What needs to be done
In the study on TNT equivalence in a confined space, under which two conditions were the internal blast experiments conducted?

Text provided
------

Experimental study on the TNT equivalence for blast parameters in a confined space

The concept of TNT (Trinitrotoluene, C₇H₅N₃O₆) equivalence is often invoked to evaluate the performance and predict the explosion parameters of different types of explosives. However, due to its low prediction accuracy and limited application range, the use of TNT equivalence for predicting explosion parameters in a confined space is rare. Compared with explosions in free fields, the process of explosive energy release in a confined space is closely related to various factors such as oxygen balance, combustible components content, and surrounding oxygen content. Studies have shown that in a confined space, negative oxygen balance explosives react with surrounding oxygen during afterburning, resulting in additional energy release and enhanced blast effects. The mechanism of energy release during afterburning is highly complex, making it challenging to determine the TNT equivalence for blast effects in a confined space. Therefore, this remains an active area of research. In this study, internal blast experiments were conducted using TNT and three other explosives under both air and N₂ (Nitrogen) conditions to obtain explosion parameters including blast wave overpressure, quasi-static pressure, and temperature. The influences of oxygen balance and external oxygen content on energy release are analyzed. The author proposes principles for determining TNT equivalence for internal explosions while verifying the accuracy of obtained blast parameters through calculations based on TNT equivalence. These findings can serve as references for predicting blast performance.

------

Source data
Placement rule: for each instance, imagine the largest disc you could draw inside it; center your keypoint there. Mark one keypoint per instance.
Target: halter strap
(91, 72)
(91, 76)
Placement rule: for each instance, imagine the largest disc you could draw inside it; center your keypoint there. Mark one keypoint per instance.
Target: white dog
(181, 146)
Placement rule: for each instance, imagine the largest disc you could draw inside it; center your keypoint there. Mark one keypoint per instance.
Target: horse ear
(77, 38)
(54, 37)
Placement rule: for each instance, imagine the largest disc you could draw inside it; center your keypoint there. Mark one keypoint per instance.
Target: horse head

------

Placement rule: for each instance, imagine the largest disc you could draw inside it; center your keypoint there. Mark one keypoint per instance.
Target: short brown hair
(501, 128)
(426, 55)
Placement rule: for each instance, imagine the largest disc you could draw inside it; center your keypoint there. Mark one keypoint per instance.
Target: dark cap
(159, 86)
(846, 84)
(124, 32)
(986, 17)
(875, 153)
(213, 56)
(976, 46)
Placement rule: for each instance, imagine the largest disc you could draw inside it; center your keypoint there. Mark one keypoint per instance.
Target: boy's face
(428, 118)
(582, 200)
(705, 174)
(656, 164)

------

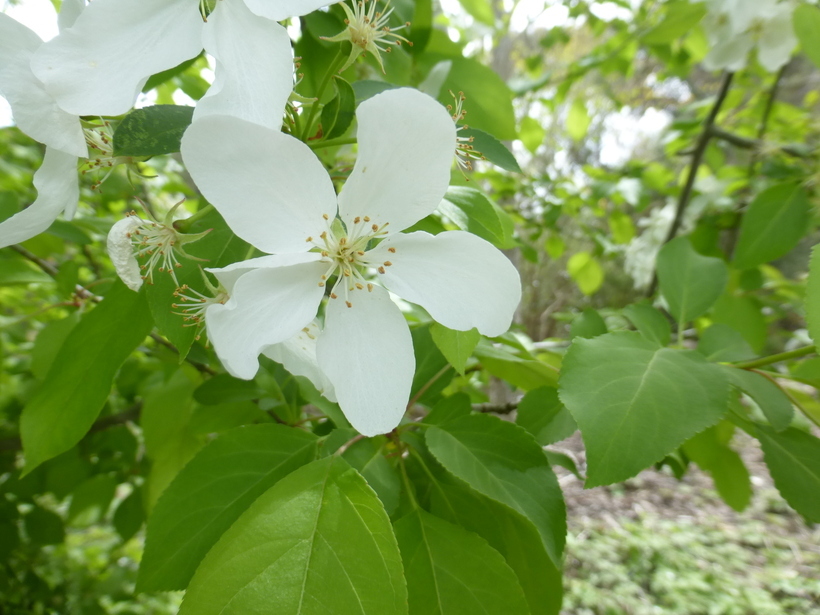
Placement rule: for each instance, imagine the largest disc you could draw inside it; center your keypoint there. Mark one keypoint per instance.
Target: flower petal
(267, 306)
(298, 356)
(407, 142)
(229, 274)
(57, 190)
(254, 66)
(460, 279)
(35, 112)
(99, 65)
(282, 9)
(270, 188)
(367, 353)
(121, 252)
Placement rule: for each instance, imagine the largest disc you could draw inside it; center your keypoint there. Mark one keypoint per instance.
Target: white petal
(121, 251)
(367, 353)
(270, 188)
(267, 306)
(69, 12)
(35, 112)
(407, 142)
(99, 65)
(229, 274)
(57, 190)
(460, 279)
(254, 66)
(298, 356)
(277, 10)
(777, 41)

------

Answer box
Under air and N₂ (nitrogen) conditions.